▶ _What to produce_
Display each line of the records below that contains the word "rifle", copying every such line unchanged.

▶ _Information provided_

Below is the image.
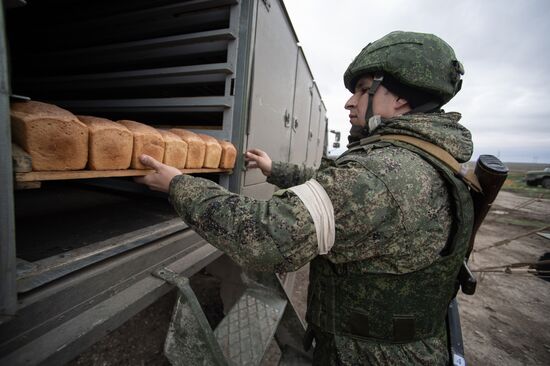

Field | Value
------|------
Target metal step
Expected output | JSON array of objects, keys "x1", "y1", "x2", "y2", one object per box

[{"x1": 214, "y1": 289, "x2": 288, "y2": 365}]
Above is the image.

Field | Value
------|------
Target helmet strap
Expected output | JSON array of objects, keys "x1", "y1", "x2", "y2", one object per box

[
  {"x1": 348, "y1": 74, "x2": 384, "y2": 143},
  {"x1": 365, "y1": 74, "x2": 384, "y2": 124},
  {"x1": 407, "y1": 101, "x2": 441, "y2": 114}
]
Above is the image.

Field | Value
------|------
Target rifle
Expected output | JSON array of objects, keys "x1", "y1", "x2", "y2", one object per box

[{"x1": 458, "y1": 155, "x2": 508, "y2": 295}]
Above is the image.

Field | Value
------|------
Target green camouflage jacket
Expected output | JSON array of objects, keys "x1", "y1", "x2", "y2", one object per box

[{"x1": 170, "y1": 113, "x2": 472, "y2": 365}]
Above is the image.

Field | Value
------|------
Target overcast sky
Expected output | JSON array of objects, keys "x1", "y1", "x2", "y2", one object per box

[{"x1": 284, "y1": 0, "x2": 550, "y2": 163}]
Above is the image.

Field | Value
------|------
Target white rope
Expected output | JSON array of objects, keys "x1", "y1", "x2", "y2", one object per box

[{"x1": 289, "y1": 179, "x2": 336, "y2": 255}]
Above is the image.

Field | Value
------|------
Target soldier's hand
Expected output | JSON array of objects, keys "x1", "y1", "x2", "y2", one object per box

[
  {"x1": 244, "y1": 149, "x2": 272, "y2": 177},
  {"x1": 134, "y1": 154, "x2": 181, "y2": 192}
]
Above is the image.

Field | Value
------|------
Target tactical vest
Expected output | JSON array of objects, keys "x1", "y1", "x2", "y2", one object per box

[{"x1": 306, "y1": 135, "x2": 473, "y2": 343}]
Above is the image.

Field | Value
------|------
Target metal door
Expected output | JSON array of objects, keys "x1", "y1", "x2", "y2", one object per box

[
  {"x1": 288, "y1": 48, "x2": 313, "y2": 164},
  {"x1": 306, "y1": 83, "x2": 322, "y2": 166},
  {"x1": 314, "y1": 101, "x2": 328, "y2": 167},
  {"x1": 244, "y1": 1, "x2": 298, "y2": 186}
]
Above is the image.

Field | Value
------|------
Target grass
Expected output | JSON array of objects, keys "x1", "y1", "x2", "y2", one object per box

[{"x1": 502, "y1": 172, "x2": 550, "y2": 199}]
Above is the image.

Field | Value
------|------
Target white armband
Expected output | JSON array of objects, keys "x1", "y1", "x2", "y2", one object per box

[{"x1": 288, "y1": 179, "x2": 336, "y2": 254}]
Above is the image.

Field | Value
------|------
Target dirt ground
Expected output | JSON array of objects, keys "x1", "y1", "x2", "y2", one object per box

[
  {"x1": 69, "y1": 192, "x2": 550, "y2": 366},
  {"x1": 459, "y1": 192, "x2": 550, "y2": 366}
]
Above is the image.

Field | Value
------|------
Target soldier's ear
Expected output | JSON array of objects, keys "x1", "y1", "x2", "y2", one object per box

[{"x1": 393, "y1": 97, "x2": 411, "y2": 112}]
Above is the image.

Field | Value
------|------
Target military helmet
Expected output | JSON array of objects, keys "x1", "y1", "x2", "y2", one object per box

[{"x1": 344, "y1": 31, "x2": 464, "y2": 106}]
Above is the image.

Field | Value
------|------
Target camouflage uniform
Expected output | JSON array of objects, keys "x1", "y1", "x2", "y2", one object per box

[{"x1": 170, "y1": 113, "x2": 472, "y2": 365}]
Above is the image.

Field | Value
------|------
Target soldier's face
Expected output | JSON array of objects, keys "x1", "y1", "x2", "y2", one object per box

[{"x1": 344, "y1": 76, "x2": 404, "y2": 126}]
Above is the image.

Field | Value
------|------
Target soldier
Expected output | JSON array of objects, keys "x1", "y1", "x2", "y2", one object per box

[{"x1": 138, "y1": 32, "x2": 473, "y2": 365}]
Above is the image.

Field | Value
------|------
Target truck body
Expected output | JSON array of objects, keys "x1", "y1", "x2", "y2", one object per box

[{"x1": 0, "y1": 0, "x2": 327, "y2": 365}]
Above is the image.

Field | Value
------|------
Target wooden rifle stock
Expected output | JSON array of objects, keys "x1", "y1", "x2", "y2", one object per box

[{"x1": 458, "y1": 155, "x2": 508, "y2": 295}]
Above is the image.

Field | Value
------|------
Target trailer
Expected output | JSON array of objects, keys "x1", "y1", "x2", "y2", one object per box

[{"x1": 0, "y1": 0, "x2": 327, "y2": 365}]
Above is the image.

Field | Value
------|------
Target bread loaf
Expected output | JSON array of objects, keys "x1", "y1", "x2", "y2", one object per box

[
  {"x1": 198, "y1": 133, "x2": 222, "y2": 168},
  {"x1": 157, "y1": 129, "x2": 187, "y2": 169},
  {"x1": 10, "y1": 101, "x2": 88, "y2": 171},
  {"x1": 77, "y1": 116, "x2": 134, "y2": 170},
  {"x1": 170, "y1": 128, "x2": 206, "y2": 169},
  {"x1": 118, "y1": 120, "x2": 164, "y2": 169},
  {"x1": 218, "y1": 140, "x2": 237, "y2": 169}
]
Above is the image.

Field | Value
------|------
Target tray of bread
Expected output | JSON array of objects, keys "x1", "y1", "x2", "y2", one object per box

[{"x1": 10, "y1": 101, "x2": 237, "y2": 182}]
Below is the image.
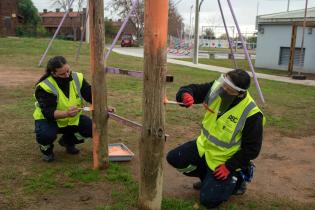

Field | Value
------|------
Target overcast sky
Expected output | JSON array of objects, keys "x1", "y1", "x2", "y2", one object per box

[{"x1": 32, "y1": 0, "x2": 315, "y2": 33}]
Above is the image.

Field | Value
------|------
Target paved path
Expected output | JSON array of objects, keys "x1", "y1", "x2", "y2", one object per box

[{"x1": 113, "y1": 47, "x2": 315, "y2": 87}]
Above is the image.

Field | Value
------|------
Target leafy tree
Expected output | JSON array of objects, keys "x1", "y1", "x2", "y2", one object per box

[
  {"x1": 105, "y1": 19, "x2": 118, "y2": 37},
  {"x1": 16, "y1": 0, "x2": 40, "y2": 36},
  {"x1": 106, "y1": 0, "x2": 183, "y2": 39},
  {"x1": 247, "y1": 36, "x2": 257, "y2": 43},
  {"x1": 106, "y1": 0, "x2": 144, "y2": 39},
  {"x1": 52, "y1": 0, "x2": 86, "y2": 11},
  {"x1": 204, "y1": 28, "x2": 215, "y2": 39}
]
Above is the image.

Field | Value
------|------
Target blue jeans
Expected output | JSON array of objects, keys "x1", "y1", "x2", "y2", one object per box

[
  {"x1": 167, "y1": 140, "x2": 237, "y2": 208},
  {"x1": 35, "y1": 115, "x2": 92, "y2": 154}
]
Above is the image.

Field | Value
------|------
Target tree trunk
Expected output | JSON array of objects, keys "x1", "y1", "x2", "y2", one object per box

[
  {"x1": 139, "y1": 0, "x2": 168, "y2": 210},
  {"x1": 89, "y1": 0, "x2": 109, "y2": 169}
]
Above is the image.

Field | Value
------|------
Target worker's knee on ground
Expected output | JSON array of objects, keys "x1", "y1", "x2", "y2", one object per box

[
  {"x1": 166, "y1": 150, "x2": 178, "y2": 168},
  {"x1": 79, "y1": 115, "x2": 92, "y2": 138},
  {"x1": 36, "y1": 130, "x2": 57, "y2": 145}
]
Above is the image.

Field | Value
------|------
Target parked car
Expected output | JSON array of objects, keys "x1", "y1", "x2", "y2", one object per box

[{"x1": 120, "y1": 34, "x2": 136, "y2": 47}]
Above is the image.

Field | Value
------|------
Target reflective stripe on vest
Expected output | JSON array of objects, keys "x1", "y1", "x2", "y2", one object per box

[
  {"x1": 72, "y1": 72, "x2": 83, "y2": 101},
  {"x1": 43, "y1": 78, "x2": 59, "y2": 100},
  {"x1": 202, "y1": 102, "x2": 256, "y2": 149}
]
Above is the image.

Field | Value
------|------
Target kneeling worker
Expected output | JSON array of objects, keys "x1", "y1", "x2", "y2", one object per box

[
  {"x1": 33, "y1": 56, "x2": 92, "y2": 162},
  {"x1": 167, "y1": 69, "x2": 265, "y2": 208}
]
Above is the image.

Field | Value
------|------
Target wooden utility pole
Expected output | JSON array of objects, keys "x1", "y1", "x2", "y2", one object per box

[
  {"x1": 139, "y1": 0, "x2": 168, "y2": 210},
  {"x1": 288, "y1": 23, "x2": 297, "y2": 75},
  {"x1": 89, "y1": 0, "x2": 109, "y2": 169}
]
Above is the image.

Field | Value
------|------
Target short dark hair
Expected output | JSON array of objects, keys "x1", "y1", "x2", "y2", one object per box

[
  {"x1": 36, "y1": 55, "x2": 67, "y2": 85},
  {"x1": 227, "y1": 69, "x2": 250, "y2": 90}
]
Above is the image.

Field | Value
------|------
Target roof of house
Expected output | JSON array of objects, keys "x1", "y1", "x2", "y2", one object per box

[
  {"x1": 257, "y1": 7, "x2": 315, "y2": 24},
  {"x1": 39, "y1": 12, "x2": 81, "y2": 18}
]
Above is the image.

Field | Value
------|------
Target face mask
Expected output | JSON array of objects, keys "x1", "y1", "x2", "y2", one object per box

[
  {"x1": 54, "y1": 75, "x2": 72, "y2": 84},
  {"x1": 205, "y1": 75, "x2": 246, "y2": 114}
]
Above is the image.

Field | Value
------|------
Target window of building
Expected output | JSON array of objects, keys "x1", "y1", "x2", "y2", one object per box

[{"x1": 279, "y1": 47, "x2": 305, "y2": 66}]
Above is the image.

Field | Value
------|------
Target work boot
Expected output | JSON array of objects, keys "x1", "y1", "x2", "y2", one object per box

[
  {"x1": 58, "y1": 136, "x2": 80, "y2": 155},
  {"x1": 193, "y1": 181, "x2": 202, "y2": 190},
  {"x1": 233, "y1": 181, "x2": 247, "y2": 195},
  {"x1": 39, "y1": 144, "x2": 55, "y2": 162}
]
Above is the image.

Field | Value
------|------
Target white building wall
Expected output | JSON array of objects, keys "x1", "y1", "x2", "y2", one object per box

[{"x1": 255, "y1": 25, "x2": 315, "y2": 74}]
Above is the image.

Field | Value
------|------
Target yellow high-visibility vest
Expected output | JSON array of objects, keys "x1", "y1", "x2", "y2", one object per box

[
  {"x1": 197, "y1": 81, "x2": 266, "y2": 171},
  {"x1": 33, "y1": 72, "x2": 83, "y2": 128}
]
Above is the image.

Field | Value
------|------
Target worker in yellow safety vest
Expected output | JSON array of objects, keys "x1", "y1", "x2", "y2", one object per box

[
  {"x1": 33, "y1": 56, "x2": 92, "y2": 162},
  {"x1": 167, "y1": 69, "x2": 265, "y2": 208}
]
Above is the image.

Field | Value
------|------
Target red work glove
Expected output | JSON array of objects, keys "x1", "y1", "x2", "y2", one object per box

[
  {"x1": 213, "y1": 164, "x2": 230, "y2": 180},
  {"x1": 182, "y1": 93, "x2": 194, "y2": 107}
]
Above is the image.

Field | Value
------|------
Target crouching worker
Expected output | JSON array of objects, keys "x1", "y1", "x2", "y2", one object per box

[
  {"x1": 33, "y1": 56, "x2": 92, "y2": 162},
  {"x1": 167, "y1": 69, "x2": 265, "y2": 208}
]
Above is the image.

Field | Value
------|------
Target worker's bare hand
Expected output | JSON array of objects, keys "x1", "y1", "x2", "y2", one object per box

[{"x1": 67, "y1": 106, "x2": 80, "y2": 117}]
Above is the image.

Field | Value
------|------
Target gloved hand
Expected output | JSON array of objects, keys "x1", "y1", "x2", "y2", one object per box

[
  {"x1": 213, "y1": 164, "x2": 231, "y2": 180},
  {"x1": 182, "y1": 93, "x2": 194, "y2": 107}
]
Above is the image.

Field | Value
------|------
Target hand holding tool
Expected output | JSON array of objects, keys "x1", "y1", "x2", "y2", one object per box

[
  {"x1": 213, "y1": 164, "x2": 231, "y2": 180},
  {"x1": 182, "y1": 93, "x2": 195, "y2": 108}
]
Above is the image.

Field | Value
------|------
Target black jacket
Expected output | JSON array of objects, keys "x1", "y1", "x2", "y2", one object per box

[
  {"x1": 176, "y1": 82, "x2": 263, "y2": 171},
  {"x1": 35, "y1": 73, "x2": 92, "y2": 121}
]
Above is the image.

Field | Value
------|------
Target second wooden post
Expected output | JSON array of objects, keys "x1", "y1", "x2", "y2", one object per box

[{"x1": 139, "y1": 0, "x2": 168, "y2": 209}]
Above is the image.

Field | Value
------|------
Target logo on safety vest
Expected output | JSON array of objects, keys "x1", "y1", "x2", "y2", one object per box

[{"x1": 228, "y1": 115, "x2": 238, "y2": 123}]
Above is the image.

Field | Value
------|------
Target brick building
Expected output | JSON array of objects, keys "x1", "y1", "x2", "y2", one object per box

[
  {"x1": 0, "y1": 0, "x2": 18, "y2": 36},
  {"x1": 39, "y1": 9, "x2": 86, "y2": 40}
]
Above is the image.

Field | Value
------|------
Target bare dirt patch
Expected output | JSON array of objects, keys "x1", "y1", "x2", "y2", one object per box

[
  {"x1": 149, "y1": 129, "x2": 315, "y2": 203},
  {"x1": 128, "y1": 129, "x2": 315, "y2": 203}
]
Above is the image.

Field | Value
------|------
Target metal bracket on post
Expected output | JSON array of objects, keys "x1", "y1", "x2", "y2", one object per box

[
  {"x1": 105, "y1": 66, "x2": 174, "y2": 83},
  {"x1": 108, "y1": 112, "x2": 169, "y2": 140}
]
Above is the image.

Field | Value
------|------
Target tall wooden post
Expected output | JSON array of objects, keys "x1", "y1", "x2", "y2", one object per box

[
  {"x1": 288, "y1": 23, "x2": 297, "y2": 75},
  {"x1": 139, "y1": 0, "x2": 168, "y2": 209},
  {"x1": 89, "y1": 0, "x2": 109, "y2": 169},
  {"x1": 193, "y1": 0, "x2": 200, "y2": 64}
]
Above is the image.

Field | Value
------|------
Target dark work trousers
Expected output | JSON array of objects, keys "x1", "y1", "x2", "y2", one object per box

[
  {"x1": 167, "y1": 140, "x2": 237, "y2": 208},
  {"x1": 35, "y1": 115, "x2": 92, "y2": 155}
]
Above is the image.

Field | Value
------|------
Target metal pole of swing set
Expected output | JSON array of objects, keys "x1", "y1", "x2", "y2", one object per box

[
  {"x1": 227, "y1": 0, "x2": 265, "y2": 103},
  {"x1": 139, "y1": 0, "x2": 168, "y2": 210},
  {"x1": 218, "y1": 0, "x2": 238, "y2": 69},
  {"x1": 38, "y1": 0, "x2": 74, "y2": 67},
  {"x1": 193, "y1": 0, "x2": 199, "y2": 64},
  {"x1": 89, "y1": 0, "x2": 109, "y2": 169}
]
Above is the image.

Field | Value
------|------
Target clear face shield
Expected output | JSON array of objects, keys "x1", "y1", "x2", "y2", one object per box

[{"x1": 206, "y1": 74, "x2": 246, "y2": 114}]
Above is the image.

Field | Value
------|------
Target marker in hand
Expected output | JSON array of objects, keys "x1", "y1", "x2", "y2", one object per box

[{"x1": 164, "y1": 96, "x2": 184, "y2": 105}]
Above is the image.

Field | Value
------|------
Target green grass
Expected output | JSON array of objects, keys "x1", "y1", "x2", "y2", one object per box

[
  {"x1": 0, "y1": 38, "x2": 315, "y2": 210},
  {"x1": 178, "y1": 58, "x2": 294, "y2": 76},
  {"x1": 200, "y1": 47, "x2": 256, "y2": 54}
]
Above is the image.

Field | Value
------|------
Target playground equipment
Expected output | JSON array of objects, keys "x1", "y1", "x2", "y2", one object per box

[{"x1": 167, "y1": 36, "x2": 193, "y2": 56}]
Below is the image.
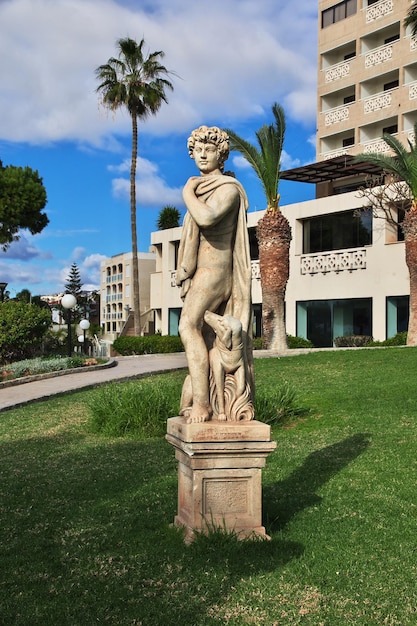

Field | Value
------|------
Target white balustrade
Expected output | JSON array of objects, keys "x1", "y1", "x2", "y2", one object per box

[
  {"x1": 363, "y1": 91, "x2": 392, "y2": 114},
  {"x1": 324, "y1": 61, "x2": 350, "y2": 83},
  {"x1": 366, "y1": 0, "x2": 394, "y2": 24},
  {"x1": 365, "y1": 44, "x2": 394, "y2": 68},
  {"x1": 301, "y1": 250, "x2": 366, "y2": 274}
]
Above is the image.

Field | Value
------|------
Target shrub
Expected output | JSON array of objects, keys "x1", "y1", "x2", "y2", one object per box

[
  {"x1": 88, "y1": 376, "x2": 182, "y2": 439},
  {"x1": 254, "y1": 381, "x2": 306, "y2": 424},
  {"x1": 113, "y1": 335, "x2": 184, "y2": 356},
  {"x1": 253, "y1": 335, "x2": 314, "y2": 350},
  {"x1": 334, "y1": 335, "x2": 372, "y2": 348},
  {"x1": 0, "y1": 300, "x2": 52, "y2": 363},
  {"x1": 3, "y1": 356, "x2": 90, "y2": 378},
  {"x1": 368, "y1": 331, "x2": 407, "y2": 346}
]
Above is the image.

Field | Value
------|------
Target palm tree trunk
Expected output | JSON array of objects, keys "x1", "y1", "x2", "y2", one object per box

[
  {"x1": 403, "y1": 207, "x2": 417, "y2": 346},
  {"x1": 256, "y1": 209, "x2": 291, "y2": 350},
  {"x1": 130, "y1": 114, "x2": 141, "y2": 336}
]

▶ _Answer to the exercise_
Target rifle
Target wooden rifle stock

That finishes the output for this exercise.